> Directive A: Pick out each line in the saved entries below that contains the string "pavement", and copy those lines. Case counts.

Abstract
We calculate the conductance of three-dimensional semiconductor quantum wires considering different effective masses in the contacts and in the channel. We show that, with respect to the case with equal masses in the channel and in the contacts, the amplitude of the conductance oscillations increases if the electron effective mass in the channel is larger and decreases if it is smaller than in the contacts. Effects on the density of probability are also shown. These effects of the effective mass discontinuity are explained in terms of kinetic confinement and transmission coefficient modulation.
Quantum wire; Ballistic transport; Effective mass discontinuity
ELECTRONIC AND MAGNETIC PROPERTIES OF NANOSCOPIC SYSTEMS
Effects of effective mass discontinuity on the conductance of three-dimensional quantum wires
Luis C. O. DacalI; Erasmo A. de Andrada e SilvaII
IInstituto de Estudos Avançados - IEAv - CTA, C. P. 6044, 12228-001, São José dos Campos - SP, Brazil
IIInstituto Nacional de Pesquisas Espaciais - INPE, C. P. 515, 12201-970, São José dos Campos - SP, Brazil
ABSTRACT
We calculate the conductance of three-dimensional semiconductor quantum wires considering different effective masses in the contacts and in the channel. We show that, with respect to the case with equal masses in the channel and in the contacts, the amplitude of the conductance oscillations increases if the electron effective mass in the channel is larger and decreases if it is smaller than in the contacts. Effects on the density of probability are also shown. These effects of the effective mass discontinuity are explained in terms of kinetic confinement and transmission coefficient modulation.
Keywords: Quantum wire; Ballistic transport; Effective mass discontinuity
I. INTRODUCTION
Some years ago, intense efforts were devoted to the understanding of the effective mass discontinuity effects on the electronic properties of semiconductor systems. A good example is the so called kinetic confinement. When a semiconductor layer is grown between two others of a different material with a zero conduction band offset, there is no potential well to confine the electrons in the central layer. On the other hand, a kinetic energy variation is brought about by the effective mass discontinuity and another kind of confinement can take place, namely, the kinetic confinement. It occurs when the heaviest effective mass is in the central layer, giving rise to a kinetic energy reduction related to the transverse free motion. This kind of phenomenon was firstly exploited by Sasaki [1] in a proposal for an effective mass superlattice. After that, Kubisa and Zawadzki [2] investigated the effects of external magnetic fields on a 'kinetic well'. Since then, it has been investigated from the theoretical [3, 4] and experimental [5, 6] points of view. More recently, this interest was renewed through proposals for spintronic devices that employ different materials for contacts and channel [7, 8].

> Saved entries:
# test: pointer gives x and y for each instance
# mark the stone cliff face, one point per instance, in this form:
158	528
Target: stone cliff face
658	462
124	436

--

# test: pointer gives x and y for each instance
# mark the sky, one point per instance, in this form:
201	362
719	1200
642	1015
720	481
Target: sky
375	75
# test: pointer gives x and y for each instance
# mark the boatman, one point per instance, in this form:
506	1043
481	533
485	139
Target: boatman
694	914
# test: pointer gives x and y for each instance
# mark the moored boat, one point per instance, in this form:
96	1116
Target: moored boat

* * *

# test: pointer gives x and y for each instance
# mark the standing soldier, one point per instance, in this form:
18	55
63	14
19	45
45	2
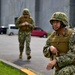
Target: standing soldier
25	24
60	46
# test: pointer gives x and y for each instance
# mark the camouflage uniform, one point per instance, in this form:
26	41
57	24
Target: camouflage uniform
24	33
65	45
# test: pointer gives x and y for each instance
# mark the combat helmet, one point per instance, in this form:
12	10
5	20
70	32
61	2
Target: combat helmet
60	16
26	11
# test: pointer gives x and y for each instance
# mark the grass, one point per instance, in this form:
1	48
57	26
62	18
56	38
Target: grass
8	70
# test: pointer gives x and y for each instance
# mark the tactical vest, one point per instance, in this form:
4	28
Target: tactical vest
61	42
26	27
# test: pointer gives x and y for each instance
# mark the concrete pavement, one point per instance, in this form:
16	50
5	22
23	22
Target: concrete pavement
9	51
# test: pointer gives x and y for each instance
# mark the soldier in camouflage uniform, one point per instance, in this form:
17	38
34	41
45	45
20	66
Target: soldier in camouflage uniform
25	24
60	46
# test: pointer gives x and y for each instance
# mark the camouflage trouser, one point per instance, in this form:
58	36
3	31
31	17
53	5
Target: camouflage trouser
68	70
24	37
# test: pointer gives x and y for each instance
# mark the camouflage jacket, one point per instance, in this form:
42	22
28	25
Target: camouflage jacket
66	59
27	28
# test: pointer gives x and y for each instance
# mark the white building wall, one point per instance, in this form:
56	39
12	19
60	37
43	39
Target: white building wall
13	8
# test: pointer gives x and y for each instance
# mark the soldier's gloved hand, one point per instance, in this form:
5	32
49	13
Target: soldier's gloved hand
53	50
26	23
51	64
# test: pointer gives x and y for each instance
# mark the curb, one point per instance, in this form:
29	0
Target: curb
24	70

> Directive B: Supply the next part of the paper excerpt above on effective mass discontinuity in quantum wires, starting right after its final sentence.

> Expected output A:
# mark the concrete pavement, one point per instance, in this form:
Target: concrete pavement

> Expected output B:
In this work, effects of the effective mass discontinuity are considered in a quantum wire system. We calculated the conductance for different ratios between the electronic mass in the contacts and in the channel. It is shown that this discontinuity determines the conductance oscillation amplitude. It also affects the electronic density of probability inside the channel and we employed a simple one-dimensional model to discuss the transmission coefficient dependence on the mass ratio. The conductance calculation is analogous to that performed in a previous work [9] where we analyzed the effects of the system dimensionality.
II. MODEL
We consider a three-dimensional hard wall channel, or quantum wire, that connects the source and drain regions (see the inset in Fig. 1). The mode matching technique is employed to calculate the quantum ballistic conductance in the effective mass and envelope function frameworks. We use a basis set with infinite quantum well solutions for the confined dimensions and plane waves for the propagating states. For more details, see our previous work [9] where the wave functions are presented and the calculation method is detailed.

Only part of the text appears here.